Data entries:
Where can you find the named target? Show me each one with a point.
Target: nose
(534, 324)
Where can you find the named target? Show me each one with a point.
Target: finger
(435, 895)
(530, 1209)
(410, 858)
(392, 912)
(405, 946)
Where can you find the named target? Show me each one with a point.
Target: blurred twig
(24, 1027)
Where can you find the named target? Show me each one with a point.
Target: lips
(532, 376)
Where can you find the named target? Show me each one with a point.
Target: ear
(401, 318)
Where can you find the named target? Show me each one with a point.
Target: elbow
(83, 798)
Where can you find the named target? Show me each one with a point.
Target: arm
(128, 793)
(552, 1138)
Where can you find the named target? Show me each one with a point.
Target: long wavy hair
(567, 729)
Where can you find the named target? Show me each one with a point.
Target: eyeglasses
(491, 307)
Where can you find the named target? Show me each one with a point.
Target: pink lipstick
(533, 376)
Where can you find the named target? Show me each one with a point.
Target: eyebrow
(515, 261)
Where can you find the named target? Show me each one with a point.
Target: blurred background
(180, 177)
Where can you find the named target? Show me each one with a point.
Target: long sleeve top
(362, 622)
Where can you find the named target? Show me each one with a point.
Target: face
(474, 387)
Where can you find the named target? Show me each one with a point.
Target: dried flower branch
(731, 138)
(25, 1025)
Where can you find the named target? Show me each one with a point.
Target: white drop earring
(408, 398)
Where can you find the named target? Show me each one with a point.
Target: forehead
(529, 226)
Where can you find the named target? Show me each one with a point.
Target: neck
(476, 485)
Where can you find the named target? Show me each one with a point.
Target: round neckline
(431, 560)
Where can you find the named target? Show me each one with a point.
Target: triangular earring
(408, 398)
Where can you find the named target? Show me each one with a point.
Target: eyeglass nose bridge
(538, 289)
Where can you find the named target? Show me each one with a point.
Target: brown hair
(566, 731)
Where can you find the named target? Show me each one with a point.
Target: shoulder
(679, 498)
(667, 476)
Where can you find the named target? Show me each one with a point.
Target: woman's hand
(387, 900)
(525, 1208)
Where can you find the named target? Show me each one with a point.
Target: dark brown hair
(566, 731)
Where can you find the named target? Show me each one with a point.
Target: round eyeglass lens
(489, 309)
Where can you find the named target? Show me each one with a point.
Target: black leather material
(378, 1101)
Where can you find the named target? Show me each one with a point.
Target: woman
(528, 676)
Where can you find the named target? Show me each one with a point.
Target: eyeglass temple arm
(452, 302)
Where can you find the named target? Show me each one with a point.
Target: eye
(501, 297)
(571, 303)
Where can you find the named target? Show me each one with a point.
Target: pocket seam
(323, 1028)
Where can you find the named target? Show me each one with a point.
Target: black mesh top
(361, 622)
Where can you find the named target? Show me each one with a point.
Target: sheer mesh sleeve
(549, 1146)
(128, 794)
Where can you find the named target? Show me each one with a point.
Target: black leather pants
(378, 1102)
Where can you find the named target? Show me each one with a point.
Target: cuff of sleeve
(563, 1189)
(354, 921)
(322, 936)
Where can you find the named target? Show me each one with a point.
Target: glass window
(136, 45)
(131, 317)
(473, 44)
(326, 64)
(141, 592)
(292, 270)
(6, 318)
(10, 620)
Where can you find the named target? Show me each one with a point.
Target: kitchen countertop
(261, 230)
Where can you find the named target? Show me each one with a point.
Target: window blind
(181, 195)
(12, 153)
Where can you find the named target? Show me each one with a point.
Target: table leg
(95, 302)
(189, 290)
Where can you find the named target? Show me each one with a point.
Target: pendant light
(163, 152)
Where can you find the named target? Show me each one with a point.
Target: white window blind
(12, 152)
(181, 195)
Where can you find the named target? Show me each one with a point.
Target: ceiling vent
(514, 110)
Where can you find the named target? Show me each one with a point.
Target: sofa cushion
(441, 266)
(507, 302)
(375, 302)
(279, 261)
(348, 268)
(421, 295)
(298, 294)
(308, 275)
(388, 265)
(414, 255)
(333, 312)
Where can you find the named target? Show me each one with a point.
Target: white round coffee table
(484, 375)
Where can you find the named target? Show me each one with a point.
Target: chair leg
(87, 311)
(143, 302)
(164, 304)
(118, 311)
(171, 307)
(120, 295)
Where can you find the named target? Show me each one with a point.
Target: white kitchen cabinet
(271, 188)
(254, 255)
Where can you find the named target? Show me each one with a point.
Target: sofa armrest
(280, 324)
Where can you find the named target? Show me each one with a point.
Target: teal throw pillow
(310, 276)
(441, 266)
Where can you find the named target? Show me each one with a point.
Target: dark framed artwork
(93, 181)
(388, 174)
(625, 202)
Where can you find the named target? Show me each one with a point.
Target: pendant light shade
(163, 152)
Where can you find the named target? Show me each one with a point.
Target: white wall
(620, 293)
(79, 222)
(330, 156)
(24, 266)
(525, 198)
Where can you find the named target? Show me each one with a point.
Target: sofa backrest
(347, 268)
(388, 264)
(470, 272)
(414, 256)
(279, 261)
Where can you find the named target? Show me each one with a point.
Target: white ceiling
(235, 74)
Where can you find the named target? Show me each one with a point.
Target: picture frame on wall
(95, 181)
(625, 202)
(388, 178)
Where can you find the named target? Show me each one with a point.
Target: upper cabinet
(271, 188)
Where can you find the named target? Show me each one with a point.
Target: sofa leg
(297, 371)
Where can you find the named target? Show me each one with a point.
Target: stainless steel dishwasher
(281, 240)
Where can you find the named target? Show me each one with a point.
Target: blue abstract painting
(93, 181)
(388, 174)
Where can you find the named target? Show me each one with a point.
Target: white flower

■ **Aim of the exercise**: Word for word, quote all of the data above.

■ **Reply**:
Where can you find the named target? Show me each one with a point.
Target: nose
(534, 324)
Where can you find the named target? Show me each one with a point.
Target: finger
(435, 895)
(530, 1209)
(410, 858)
(392, 912)
(405, 946)
Where can you find the named target? Show me each one with a point.
Target: blurred twig
(24, 1027)
Where can you find the named target? Show me each one with a point.
Target: lips
(532, 376)
Where can you find the named target? Show me each one with a point.
Target: ear
(401, 318)
Where can you find the named target? Show me each one with a point.
Target: elbow
(83, 798)
Where can you find the named target? Show me each one with a point.
Target: arm
(128, 793)
(552, 1138)
Where can you find the named target? Show me each one with a point.
Target: long wavy hair
(567, 729)
Where can you find the named target? Show me each one with a point.
Target: eyeglasses
(491, 307)
Where can you find the named target? Show me each one with a point.
Target: pink lipstick
(533, 376)
Where can you find the named target? Show me each one with a point.
Target: eyebrow
(515, 261)
Where can you find the named target? Show me each one with a point.
Target: blurred background
(180, 177)
Where can you find the named target? Show me each one with a point.
Target: long sleeve top
(362, 622)
Where can you find the named target? Show me each one with a point.
Target: face
(474, 387)
Where can you find the named target? Show me each one with a point.
Target: dried flower branch
(731, 138)
(25, 1025)
Where can you find the named target? Show me each one with a point.
Target: white drop earring
(408, 398)
Where can you find the named target? Show me each one with a point.
Target: forehead
(529, 226)
Where can you find the named target? Show me each one with a point.
Target: neck
(476, 485)
Where can you find the named target? Show me each one with a point.
Target: round neckline
(431, 560)
Where can you find the named target? Show me each one with a point.
Target: triangular earring
(408, 398)
Where can you find the named target? Show me each one with a point.
Target: eyeglass nose bridge
(538, 289)
Where can you find the named target? Show me each one with a point.
Target: brown hair
(566, 731)
Where can you find the named target? Show me each one with a point.
Target: shoulder
(679, 498)
(667, 476)
Where can you find the named target? Show me each one with a point.
Target: woman's hand
(387, 900)
(525, 1208)
Where can you find the named target? Show me each one with a point.
Target: dark brown hair
(566, 731)
Where can you find the named target? Show me each one with a point.
Target: round eyeglass lens
(489, 309)
Where can you find the named target? Show me each one with a point.
Target: black leather material
(378, 1101)
Where can you find the named target? Show me each one with a point.
Target: woman
(528, 676)
Where can you find the named target? Show me each one with a point.
Target: eyeglass temple arm
(452, 302)
Where can you find the named target? Show me each one with a point.
Target: eye
(501, 297)
(571, 303)
Where can you find the named target? Show me each one with a point.
Target: pocket seam
(323, 1028)
Where can you find the named target? Show me each one with a point.
Target: black mesh top
(361, 622)
Where can you find the named target? Show me each one with a point.
Target: sheer mesh sleeve
(549, 1146)
(128, 794)
Where can you find the named target? Show me each one with a point.
Target: black leather pants
(378, 1102)
Where can you find the named target? Show me each one with a point.
Target: cuff of sleeve
(563, 1189)
(354, 921)
(322, 936)
Where can you find the named target? Show me each one with a point.
Target: glass window
(136, 45)
(131, 317)
(473, 44)
(326, 64)
(141, 592)
(292, 270)
(6, 318)
(10, 620)
Where can you find the named target? Show me each one with a point.
Target: kitchen countertop
(261, 230)
Where can you find the named target? Show me each one with a point.
Target: window blind
(181, 195)
(12, 153)
Where can you find the named target? Show me each one with a point.
Target: table leg
(95, 302)
(189, 290)
Where can you find the named target? Show me each one with a point.
Target: pendant light
(163, 152)
Where can you find the named target? Show me each one with a point.
Target: white window blind
(12, 152)
(181, 195)
Where can you find the named target? Show me each one with a point.
Target: ceiling vent
(514, 110)
Where can you find the named target? Show me each one with a point.
Target: sofa cushion
(441, 266)
(507, 302)
(375, 302)
(279, 261)
(348, 268)
(421, 295)
(298, 294)
(308, 275)
(388, 265)
(414, 255)
(333, 312)
Where can you find the named target? Show me each one with a point.
Target: white round coffee table
(484, 375)
Where can you find the named target? Show me each one with a point.
Target: chair leg
(87, 311)
(143, 302)
(164, 304)
(118, 311)
(171, 307)
(120, 295)
Where can you find the named target? Show me each one with a point.
Target: white kitchen cabinet
(271, 188)
(254, 255)
Where can you find the named target? Show me each one with a point.
Target: sofa armrest
(280, 324)
Where can you find the named target? Show me each one with a point.
Target: teal throw pillow
(310, 276)
(441, 266)
Where can you find the named target? Show me each one with a point.
Target: dark framed artwork
(93, 181)
(388, 174)
(625, 202)
Where can you find the named target? Show me each one with a point.
Target: pendant light shade
(163, 152)
Where can you find the named target? Show me each one with a point.
Target: white wall
(620, 293)
(79, 222)
(330, 156)
(24, 266)
(525, 198)
Where can you find the named target? Show me each one with a point.
Target: sofa backrest
(347, 268)
(388, 264)
(470, 272)
(414, 256)
(279, 261)
Where can you find the named target? Show me each one with a point.
Target: white ceiling
(235, 74)
Where can you find the named target? Show me each one with a point.
Target: picture frame on wall
(95, 181)
(625, 202)
(388, 178)
Where can you find the named target? Show me each one with a point.
Target: upper cabinet
(271, 188)
Where can you find the named target? Show me each one with a point.
Target: sofa leg
(297, 371)
Where can you find the named target? Show me each one with a point.
Target: stainless steel dishwasher
(281, 240)
Where can you find the named target? Show me each one with a point.
Target: blue abstract painting
(93, 181)
(388, 174)
Where can you find the named target? Show me each one with a point.
Target: white flower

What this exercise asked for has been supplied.